Work instruction:
Your task is to extract every entry that follows word for word while excluding the pictures.

━━━

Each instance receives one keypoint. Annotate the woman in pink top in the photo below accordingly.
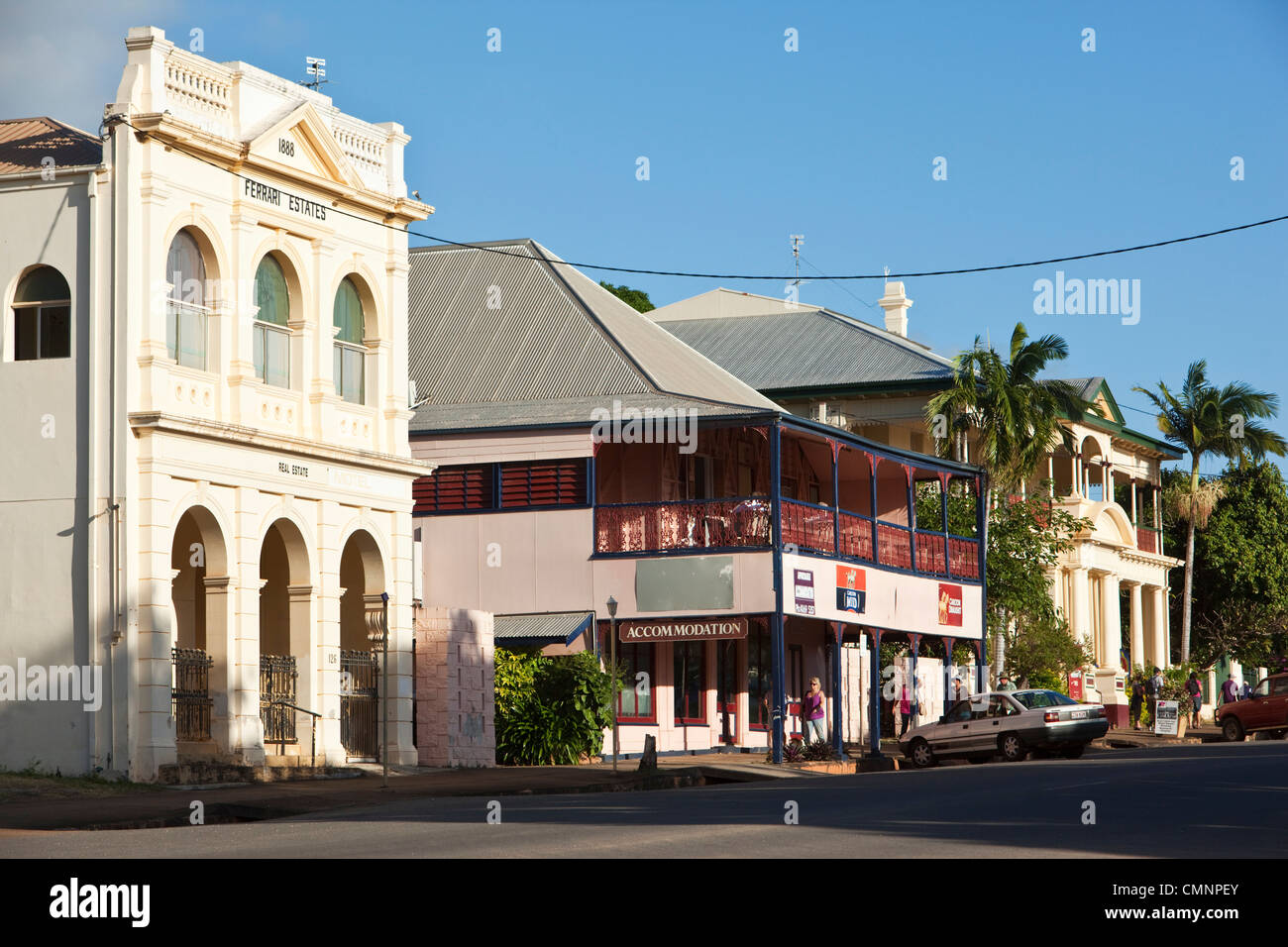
(814, 712)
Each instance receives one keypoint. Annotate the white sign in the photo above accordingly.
(1166, 716)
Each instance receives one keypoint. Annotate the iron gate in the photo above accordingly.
(277, 680)
(189, 693)
(359, 702)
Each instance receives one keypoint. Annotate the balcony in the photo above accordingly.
(838, 497)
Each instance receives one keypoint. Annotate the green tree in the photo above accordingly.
(1240, 571)
(1016, 414)
(636, 299)
(1205, 419)
(1025, 539)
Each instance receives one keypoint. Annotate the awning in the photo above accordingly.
(545, 628)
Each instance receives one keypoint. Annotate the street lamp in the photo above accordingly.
(612, 652)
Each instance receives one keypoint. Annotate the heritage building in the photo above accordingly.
(206, 496)
(584, 454)
(1112, 586)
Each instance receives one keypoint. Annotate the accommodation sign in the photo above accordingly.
(270, 195)
(638, 631)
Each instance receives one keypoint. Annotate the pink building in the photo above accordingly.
(584, 453)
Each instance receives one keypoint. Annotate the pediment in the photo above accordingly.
(300, 144)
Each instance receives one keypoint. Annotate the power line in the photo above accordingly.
(756, 275)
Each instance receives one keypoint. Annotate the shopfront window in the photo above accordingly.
(760, 681)
(691, 706)
(635, 697)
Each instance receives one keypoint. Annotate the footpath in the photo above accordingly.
(151, 806)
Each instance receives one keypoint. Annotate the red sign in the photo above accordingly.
(638, 631)
(850, 578)
(949, 604)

━━━

Task response:
Each instance receives one keypoint. Annotate the woman in pink top in the photo below accordingly.
(814, 712)
Each instance receives one keypoint. Annotate the white sign in the photo above accordingly.
(1166, 716)
Each instance receives one keypoint. Annotate the iron gate in the photo above accordingly.
(277, 680)
(189, 693)
(359, 702)
Each instance receives one keypoint. Annotate the balcony in the photo above accordingly.
(838, 497)
Each instance receives one keypoint. Annotate the green tree in the photo above accordingly.
(1240, 571)
(1016, 414)
(636, 299)
(1205, 419)
(1025, 539)
Each instance receives one keypoint. Annotate the awning in the photo above accordingly.
(545, 628)
Each instance receives one keypoint. Annotate the street lamp in the photo above accordingly.
(612, 652)
Each instance receives one keypoint. Annotate the heritage building in the photo above accordingly.
(206, 496)
(584, 454)
(1112, 586)
Each instance receives one keypoint. Annotate the accommodation sign in the photo above accordingly.
(270, 195)
(638, 631)
Each instance receives one keypoint. Annotate the pink building in the photo above accordingly.
(584, 453)
Each instance receives one keypoint. Annotate the pediment in the photo above accordingly.
(300, 144)
Each instance receives one keypoint. Annotate the power line in the photo above accordingly.
(756, 275)
Each instance receives one keypoint. Annotate the shopfront window in the photo above accordingly.
(760, 681)
(691, 706)
(635, 697)
Each instance receives one keypoint. Annotate the footpath in the photo above accordingly.
(151, 806)
Each instance receives one keypoint. Annotate the red sign in the photo above accordingly.
(638, 631)
(850, 578)
(949, 604)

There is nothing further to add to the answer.